- _Information given_

━━━━

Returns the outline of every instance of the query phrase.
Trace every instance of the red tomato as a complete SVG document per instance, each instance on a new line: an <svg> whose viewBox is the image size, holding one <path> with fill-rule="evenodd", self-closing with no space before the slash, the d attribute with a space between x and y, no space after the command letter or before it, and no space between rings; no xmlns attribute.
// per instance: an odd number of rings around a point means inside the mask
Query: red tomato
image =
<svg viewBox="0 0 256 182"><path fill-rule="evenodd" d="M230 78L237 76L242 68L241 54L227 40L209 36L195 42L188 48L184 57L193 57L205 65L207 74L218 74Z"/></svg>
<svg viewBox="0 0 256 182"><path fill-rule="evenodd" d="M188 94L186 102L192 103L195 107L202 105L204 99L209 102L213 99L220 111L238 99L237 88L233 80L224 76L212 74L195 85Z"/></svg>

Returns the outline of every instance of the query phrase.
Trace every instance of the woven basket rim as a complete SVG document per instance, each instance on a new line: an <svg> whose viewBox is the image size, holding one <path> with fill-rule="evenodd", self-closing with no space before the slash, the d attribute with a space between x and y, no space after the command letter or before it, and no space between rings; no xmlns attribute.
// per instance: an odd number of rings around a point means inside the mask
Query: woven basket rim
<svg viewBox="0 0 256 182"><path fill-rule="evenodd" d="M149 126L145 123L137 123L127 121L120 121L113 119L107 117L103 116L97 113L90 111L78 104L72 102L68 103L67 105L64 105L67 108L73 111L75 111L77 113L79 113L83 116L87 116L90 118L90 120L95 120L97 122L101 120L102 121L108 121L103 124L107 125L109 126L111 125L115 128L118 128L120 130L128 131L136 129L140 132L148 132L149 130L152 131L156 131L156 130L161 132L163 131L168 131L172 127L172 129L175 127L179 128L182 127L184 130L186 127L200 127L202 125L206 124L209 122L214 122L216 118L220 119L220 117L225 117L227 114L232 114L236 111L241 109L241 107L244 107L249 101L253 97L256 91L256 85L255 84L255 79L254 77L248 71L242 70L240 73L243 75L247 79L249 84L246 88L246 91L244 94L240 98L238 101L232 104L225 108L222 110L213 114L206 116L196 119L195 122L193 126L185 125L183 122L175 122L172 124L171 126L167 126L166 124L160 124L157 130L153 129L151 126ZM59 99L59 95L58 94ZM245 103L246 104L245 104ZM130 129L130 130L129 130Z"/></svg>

━━━━

- _Problem_
Reproduce every line of the records above, character for character, with nothing added, dropped, or changed.

- _The response_
Returns the outline of every instance of the query phrase.
Trace every instance of the red tomato as a complete SVG document per instance, each instance on a new line: an <svg> whose viewBox is the image size, holding one <path> with fill-rule="evenodd", self-closing with no space before the slash, the d attribute with a space between x and y, no space after the command letter or before it, and no space between rings; no xmlns attribute.
// per instance: an odd number of rings around a point means inside the mask
Query: red tomato
image =
<svg viewBox="0 0 256 182"><path fill-rule="evenodd" d="M230 78L237 76L242 68L241 54L227 40L209 36L195 42L188 48L184 57L193 57L205 65L207 74L218 74Z"/></svg>
<svg viewBox="0 0 256 182"><path fill-rule="evenodd" d="M188 94L186 102L192 103L195 107L202 105L204 99L209 102L213 99L220 111L238 99L237 88L233 80L224 76L212 74L195 85Z"/></svg>

Returns the outline of every instance of the query phrase.
Trace every instance of the woven basket rim as a complete SVG document per instance, each instance on a new line: an <svg> whose viewBox is the image size, holding one <path> with fill-rule="evenodd", self-closing with no space before the slash, the d attribute with a space between x and y, no space after the command letter or before it, and no space between rings; no xmlns attribute.
// per instance: an odd number of rings around a point means inside the mask
Query: woven basket rim
<svg viewBox="0 0 256 182"><path fill-rule="evenodd" d="M149 126L145 123L137 123L127 121L120 121L113 119L107 117L103 116L97 113L90 111L78 104L72 102L68 103L67 105L64 105L67 108L73 111L75 111L77 113L79 113L83 116L87 116L90 118L90 120L95 120L97 122L101 120L102 121L108 121L103 124L107 125L109 126L111 125L115 128L118 128L120 130L128 131L136 129L140 132L148 132L149 130L152 131L156 131L156 130L161 132L163 131L168 131L172 127L172 129L175 127L179 128L182 127L184 130L186 127L200 127L202 125L206 124L209 122L214 122L216 118L220 119L220 117L225 117L227 114L232 114L236 111L241 109L241 107L244 107L249 101L253 97L256 91L256 85L255 84L255 79L254 77L248 71L242 70L240 73L243 75L247 79L249 84L246 88L246 91L244 94L240 98L238 101L232 104L225 108L222 110L213 114L206 116L196 119L195 122L193 126L185 125L183 122L175 122L172 124L171 126L167 126L166 124L160 124L157 130L153 129L151 126ZM59 99L59 95L58 94ZM245 103L246 104L245 104ZM130 129L130 130L129 130Z"/></svg>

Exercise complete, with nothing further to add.